The lines to extract start at the one containing "the chair base" and end with the last line; give them exactly and nothing more.

━━━━━━━━━━━━━━━━━━━━━━━━━━━━━━

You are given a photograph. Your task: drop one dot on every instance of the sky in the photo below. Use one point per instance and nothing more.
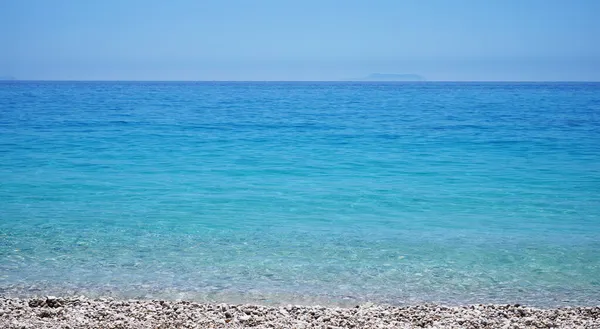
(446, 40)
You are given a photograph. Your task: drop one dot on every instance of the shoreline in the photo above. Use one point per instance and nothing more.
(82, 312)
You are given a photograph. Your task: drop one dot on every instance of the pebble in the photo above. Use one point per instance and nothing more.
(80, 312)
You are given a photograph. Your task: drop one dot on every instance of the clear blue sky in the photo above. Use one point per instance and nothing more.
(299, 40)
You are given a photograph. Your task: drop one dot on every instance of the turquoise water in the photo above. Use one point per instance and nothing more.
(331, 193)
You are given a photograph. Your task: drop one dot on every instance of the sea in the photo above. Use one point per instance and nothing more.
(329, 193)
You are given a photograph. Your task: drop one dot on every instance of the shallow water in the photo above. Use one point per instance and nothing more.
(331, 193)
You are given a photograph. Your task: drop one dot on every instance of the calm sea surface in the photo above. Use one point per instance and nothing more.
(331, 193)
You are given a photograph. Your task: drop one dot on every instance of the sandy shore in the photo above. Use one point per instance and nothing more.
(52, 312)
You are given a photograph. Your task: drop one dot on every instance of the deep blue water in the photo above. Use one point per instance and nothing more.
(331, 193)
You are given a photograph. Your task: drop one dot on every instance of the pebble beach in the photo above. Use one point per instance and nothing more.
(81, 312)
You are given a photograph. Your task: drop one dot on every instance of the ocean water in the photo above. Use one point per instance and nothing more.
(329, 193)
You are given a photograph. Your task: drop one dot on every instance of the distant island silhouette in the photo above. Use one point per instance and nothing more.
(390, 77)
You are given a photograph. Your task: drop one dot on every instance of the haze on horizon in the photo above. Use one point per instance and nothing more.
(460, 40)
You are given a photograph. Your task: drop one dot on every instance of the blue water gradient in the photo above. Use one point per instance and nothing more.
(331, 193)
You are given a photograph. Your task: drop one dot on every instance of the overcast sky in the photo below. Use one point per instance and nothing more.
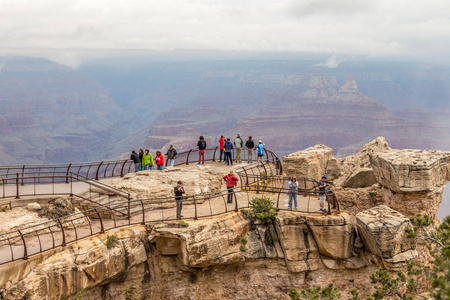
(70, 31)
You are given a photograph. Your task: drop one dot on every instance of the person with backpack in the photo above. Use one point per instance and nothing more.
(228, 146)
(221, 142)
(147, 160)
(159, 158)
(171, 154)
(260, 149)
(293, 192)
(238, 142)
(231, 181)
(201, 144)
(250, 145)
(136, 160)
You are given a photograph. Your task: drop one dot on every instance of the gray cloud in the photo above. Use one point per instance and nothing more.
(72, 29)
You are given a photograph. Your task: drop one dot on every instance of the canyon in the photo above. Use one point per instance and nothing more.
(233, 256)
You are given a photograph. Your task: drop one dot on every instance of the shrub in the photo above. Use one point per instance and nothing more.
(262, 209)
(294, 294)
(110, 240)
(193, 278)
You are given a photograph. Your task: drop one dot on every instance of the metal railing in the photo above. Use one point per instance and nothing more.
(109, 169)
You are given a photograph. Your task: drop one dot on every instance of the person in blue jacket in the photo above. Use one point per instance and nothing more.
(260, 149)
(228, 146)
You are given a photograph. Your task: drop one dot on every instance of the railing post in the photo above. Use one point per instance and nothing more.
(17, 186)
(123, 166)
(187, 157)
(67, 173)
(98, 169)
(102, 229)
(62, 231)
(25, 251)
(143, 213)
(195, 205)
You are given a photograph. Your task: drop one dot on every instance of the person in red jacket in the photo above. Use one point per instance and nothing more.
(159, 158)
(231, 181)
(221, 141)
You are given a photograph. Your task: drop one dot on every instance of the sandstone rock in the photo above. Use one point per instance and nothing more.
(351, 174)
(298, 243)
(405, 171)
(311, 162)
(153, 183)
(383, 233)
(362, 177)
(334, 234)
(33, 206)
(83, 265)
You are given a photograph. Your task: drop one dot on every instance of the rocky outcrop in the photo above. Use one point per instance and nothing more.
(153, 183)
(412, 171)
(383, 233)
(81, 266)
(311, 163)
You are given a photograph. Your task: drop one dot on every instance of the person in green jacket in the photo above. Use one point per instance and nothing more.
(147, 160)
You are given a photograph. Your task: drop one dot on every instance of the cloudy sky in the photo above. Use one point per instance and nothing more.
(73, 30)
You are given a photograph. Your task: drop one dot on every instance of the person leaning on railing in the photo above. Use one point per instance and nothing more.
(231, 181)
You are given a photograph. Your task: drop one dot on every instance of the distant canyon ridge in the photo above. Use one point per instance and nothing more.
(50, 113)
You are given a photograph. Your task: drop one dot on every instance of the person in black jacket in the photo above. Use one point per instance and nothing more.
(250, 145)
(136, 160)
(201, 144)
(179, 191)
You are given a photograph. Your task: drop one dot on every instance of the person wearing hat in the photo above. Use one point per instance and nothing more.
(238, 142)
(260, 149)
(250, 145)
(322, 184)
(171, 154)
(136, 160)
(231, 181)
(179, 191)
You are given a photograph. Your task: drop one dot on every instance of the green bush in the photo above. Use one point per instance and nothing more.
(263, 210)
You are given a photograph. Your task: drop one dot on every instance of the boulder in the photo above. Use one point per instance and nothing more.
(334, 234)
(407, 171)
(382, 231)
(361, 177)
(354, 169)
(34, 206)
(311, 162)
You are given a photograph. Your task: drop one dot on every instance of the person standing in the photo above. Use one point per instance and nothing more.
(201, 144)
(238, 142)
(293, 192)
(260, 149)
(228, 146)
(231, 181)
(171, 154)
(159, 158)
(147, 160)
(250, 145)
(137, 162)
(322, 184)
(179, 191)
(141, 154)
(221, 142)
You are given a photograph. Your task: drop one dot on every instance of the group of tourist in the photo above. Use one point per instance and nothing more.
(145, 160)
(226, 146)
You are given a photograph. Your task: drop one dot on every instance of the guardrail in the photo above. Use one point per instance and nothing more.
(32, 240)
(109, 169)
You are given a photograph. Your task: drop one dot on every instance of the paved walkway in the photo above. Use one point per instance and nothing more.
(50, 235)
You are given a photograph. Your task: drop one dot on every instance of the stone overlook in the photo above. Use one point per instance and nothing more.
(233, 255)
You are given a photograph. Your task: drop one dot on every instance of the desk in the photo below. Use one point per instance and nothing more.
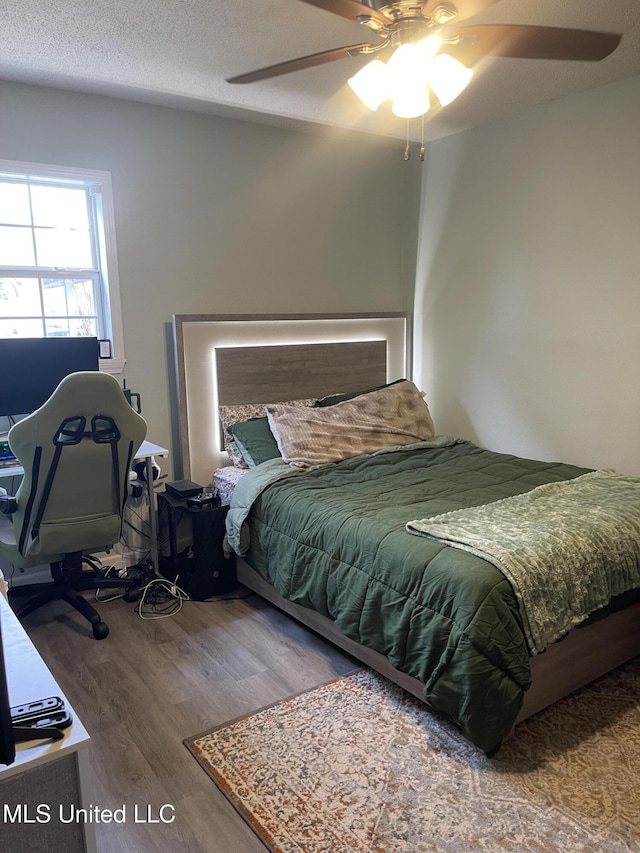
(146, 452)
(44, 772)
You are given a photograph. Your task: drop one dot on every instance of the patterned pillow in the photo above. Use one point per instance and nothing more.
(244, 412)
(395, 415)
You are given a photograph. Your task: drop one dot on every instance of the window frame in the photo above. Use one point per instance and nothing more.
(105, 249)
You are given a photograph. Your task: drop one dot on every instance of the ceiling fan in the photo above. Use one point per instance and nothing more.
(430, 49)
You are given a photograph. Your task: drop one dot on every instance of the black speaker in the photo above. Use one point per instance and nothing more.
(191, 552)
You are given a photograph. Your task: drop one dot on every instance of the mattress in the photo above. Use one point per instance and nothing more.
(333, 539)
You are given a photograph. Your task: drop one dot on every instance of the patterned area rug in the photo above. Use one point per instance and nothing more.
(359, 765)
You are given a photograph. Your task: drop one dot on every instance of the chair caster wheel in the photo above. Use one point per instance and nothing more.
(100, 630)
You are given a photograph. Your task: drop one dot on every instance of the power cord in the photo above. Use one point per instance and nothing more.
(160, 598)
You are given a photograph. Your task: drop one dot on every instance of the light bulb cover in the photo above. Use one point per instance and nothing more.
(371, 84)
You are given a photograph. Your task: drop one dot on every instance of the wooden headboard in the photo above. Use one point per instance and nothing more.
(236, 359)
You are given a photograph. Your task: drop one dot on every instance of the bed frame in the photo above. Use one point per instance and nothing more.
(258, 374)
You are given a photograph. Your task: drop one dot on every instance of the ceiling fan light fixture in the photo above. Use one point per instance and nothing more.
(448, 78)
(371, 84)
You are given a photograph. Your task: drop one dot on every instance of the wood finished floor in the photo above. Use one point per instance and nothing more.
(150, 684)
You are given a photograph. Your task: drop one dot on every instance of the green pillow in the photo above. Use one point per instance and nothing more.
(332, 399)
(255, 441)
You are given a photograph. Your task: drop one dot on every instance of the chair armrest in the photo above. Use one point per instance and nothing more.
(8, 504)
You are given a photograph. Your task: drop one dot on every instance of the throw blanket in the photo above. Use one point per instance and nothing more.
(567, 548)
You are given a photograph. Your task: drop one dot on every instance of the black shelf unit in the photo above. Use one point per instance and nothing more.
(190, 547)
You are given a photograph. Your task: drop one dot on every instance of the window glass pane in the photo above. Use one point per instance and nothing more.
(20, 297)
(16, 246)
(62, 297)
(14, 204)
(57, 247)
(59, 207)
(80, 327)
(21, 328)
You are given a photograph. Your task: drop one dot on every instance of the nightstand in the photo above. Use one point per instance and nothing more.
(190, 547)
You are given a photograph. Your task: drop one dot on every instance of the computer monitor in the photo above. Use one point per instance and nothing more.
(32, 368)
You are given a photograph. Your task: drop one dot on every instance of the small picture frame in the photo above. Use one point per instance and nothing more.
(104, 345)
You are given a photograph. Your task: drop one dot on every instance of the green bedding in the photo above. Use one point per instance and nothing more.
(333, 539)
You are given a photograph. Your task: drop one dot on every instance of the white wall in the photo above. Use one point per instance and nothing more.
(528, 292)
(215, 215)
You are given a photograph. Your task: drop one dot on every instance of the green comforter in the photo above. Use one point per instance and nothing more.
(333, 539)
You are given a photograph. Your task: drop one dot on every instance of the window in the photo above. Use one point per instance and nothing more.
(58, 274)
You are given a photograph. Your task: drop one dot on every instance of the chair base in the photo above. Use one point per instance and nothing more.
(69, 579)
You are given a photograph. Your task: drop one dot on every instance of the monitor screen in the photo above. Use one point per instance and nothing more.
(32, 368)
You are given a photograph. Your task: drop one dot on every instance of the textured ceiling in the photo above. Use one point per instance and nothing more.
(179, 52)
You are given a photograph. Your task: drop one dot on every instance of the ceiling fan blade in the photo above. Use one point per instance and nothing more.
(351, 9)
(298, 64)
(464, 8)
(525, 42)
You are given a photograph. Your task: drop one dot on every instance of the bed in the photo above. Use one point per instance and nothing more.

━━━━━━━━━━━━━━━━━━━━━━━━━━━━━━

EXERCISE SOLUTION:
You are given a photograph. Your task: drop one dot on every instance of the chair base in the photo above. Use one point per instance and nothing more.
(69, 579)
You are given a photograph. Your task: drop one dot on every instance of the monitor screen in the photo above. Use one point per instance and nothing more.
(32, 368)
You are given a photograph. Your task: drop one dot on every instance of the textured ceiling in the photo above. Use one point per instance and nothing more.
(179, 52)
You are given a photograph. Your task: drop one dot on every instance of the ceiling fan blade in the photo above. Use one point per instance and nothing more.
(351, 9)
(298, 64)
(464, 8)
(525, 42)
You are given a photograph. Your task: drop one dot on every instance of the bed in the photo above. Use one point per instance and nothing more.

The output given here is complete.